#### WHAT YOU WILL DO:
While you copy the lines below, skip the pictures and keep the rest exact.

Referring expression data:
▼▼▼

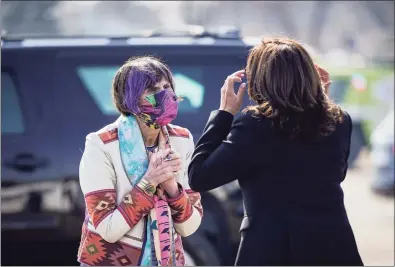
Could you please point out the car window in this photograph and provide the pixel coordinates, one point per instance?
(11, 113)
(98, 79)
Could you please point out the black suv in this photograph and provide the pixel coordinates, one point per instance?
(54, 91)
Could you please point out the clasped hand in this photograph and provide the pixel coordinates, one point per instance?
(162, 170)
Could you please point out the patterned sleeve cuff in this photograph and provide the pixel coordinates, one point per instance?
(181, 207)
(135, 205)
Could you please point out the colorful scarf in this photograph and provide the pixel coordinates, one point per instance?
(159, 245)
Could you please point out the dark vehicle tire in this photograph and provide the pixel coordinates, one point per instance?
(200, 250)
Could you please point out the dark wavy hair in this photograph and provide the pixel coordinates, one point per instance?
(286, 86)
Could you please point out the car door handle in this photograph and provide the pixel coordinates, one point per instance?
(26, 162)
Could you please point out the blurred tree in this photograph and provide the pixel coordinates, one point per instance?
(317, 21)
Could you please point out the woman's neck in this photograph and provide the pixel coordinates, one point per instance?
(150, 135)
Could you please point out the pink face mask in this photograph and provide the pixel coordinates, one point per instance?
(159, 109)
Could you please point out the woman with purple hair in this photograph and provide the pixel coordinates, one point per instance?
(133, 175)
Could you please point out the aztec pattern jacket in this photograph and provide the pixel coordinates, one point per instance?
(114, 230)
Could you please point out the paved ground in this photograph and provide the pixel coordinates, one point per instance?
(371, 216)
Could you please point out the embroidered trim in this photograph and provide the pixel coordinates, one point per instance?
(135, 205)
(100, 204)
(195, 199)
(109, 136)
(95, 251)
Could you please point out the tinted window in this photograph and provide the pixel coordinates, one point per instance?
(11, 113)
(98, 79)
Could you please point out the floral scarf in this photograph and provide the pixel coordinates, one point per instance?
(159, 246)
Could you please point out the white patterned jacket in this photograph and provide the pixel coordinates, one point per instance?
(114, 230)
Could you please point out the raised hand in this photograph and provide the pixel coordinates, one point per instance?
(230, 101)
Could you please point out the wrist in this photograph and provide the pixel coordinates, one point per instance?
(147, 186)
(228, 110)
(173, 190)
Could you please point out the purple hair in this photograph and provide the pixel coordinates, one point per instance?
(136, 75)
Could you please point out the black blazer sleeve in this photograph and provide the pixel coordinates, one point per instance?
(348, 120)
(223, 153)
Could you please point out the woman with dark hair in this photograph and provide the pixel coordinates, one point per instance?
(289, 154)
(134, 178)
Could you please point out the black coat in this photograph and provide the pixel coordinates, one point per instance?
(293, 202)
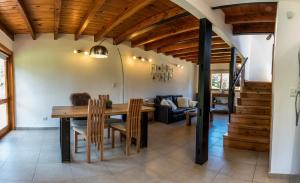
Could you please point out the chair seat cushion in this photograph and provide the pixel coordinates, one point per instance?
(119, 126)
(75, 123)
(80, 129)
(113, 120)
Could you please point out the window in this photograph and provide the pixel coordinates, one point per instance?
(3, 95)
(220, 81)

▲▲▲

#### EXERCISE RESULT:
Could you please point out the car window in this photograph and provide the pixel coordinates, one point per instance?
(11, 113)
(98, 79)
Could you please point out the black suv in this photograph and provide the pixel coordinates, one point per instance?
(54, 91)
Could you please point out the clasped hand in this photograph and provide the pixel coordinates, one point per instance?
(162, 170)
Could you please point out the patterned sleeve cuff in this photograph and provide the pixel coordinates, one point per instance?
(181, 207)
(135, 205)
Could you please point out the colorful scarf in this photograph and provide the pixel coordinates, one point per instance?
(159, 245)
Could you please point out the dark vehicle tire in this photograph and provide the pixel coordinates, one point per instance?
(200, 250)
Could you please point out the dark wavy hair in this photograph and provide the pixel coordinates, one point per instance?
(286, 86)
Could you please point out the car door handle in this photograph and provide the pixel coordinates, one point per instance?
(26, 162)
Could you please point out the blurred tree in this photograph and provide the pixel coordinates, one point per instance?
(317, 21)
Could you please point out the woman's neck in this photograph and provide the pixel coordinates, one point per instance?
(150, 135)
Could you please point out the pink face mask in this photograph and provide the pixel coordinates, one point per instance?
(159, 109)
Could you please point out the woman with purple hair in this photograph and provide the pixel coordinates, one point per instance?
(133, 175)
Could you please point out the aztec pattern jacket in this photograph and provide the pixel coordinates, one point per instance?
(114, 230)
Could you please point out the paved ground in this photograph and provide the pixel coordinates, one point per instance?
(371, 216)
Could you please point out the embroidered trim in this photograph and provide the pixel coordinates, one point per instance?
(135, 205)
(100, 204)
(195, 199)
(109, 136)
(95, 251)
Could you please point out the tinted window in this photograph and provide the pixel coordinates, one point per instance?
(11, 113)
(98, 79)
Could you please point out the floral scarf in this photograph and provide the pixel coordinates, one point per instance?
(159, 246)
Could you please point out the white patterned jacket in this photograph and provide the pixel coordinates, one point per instance?
(114, 230)
Could you please point out the raised hand in this photograph and provide the pixel coordinates, one point per instance?
(230, 101)
Could you please point out the wrist in this photograph and provide the pixel coordinates, one point per instance?
(147, 186)
(228, 110)
(173, 190)
Could you please point out the purple hair in this photograph and provide the pixel coordinates, one point per instance?
(136, 75)
Could you please point out the black blazer sleeve in this photograph and provide the pixel coordinates, one point per instance?
(348, 120)
(223, 153)
Could you please point out the woman with dark hair in this photograph and provide the pixel coordinates, one point per instance?
(289, 154)
(134, 178)
Could you please point out the black coat in this photograph and provide the pixel coordinates, one point per instance?
(293, 202)
Could you please point out the chair seat cushion in this photograph and provide the pixel coordinates, one point per instance?
(119, 126)
(75, 123)
(80, 129)
(113, 120)
Could you please point out the window in this photograph and provide the pixel coordinates, one point per instance?
(3, 95)
(220, 81)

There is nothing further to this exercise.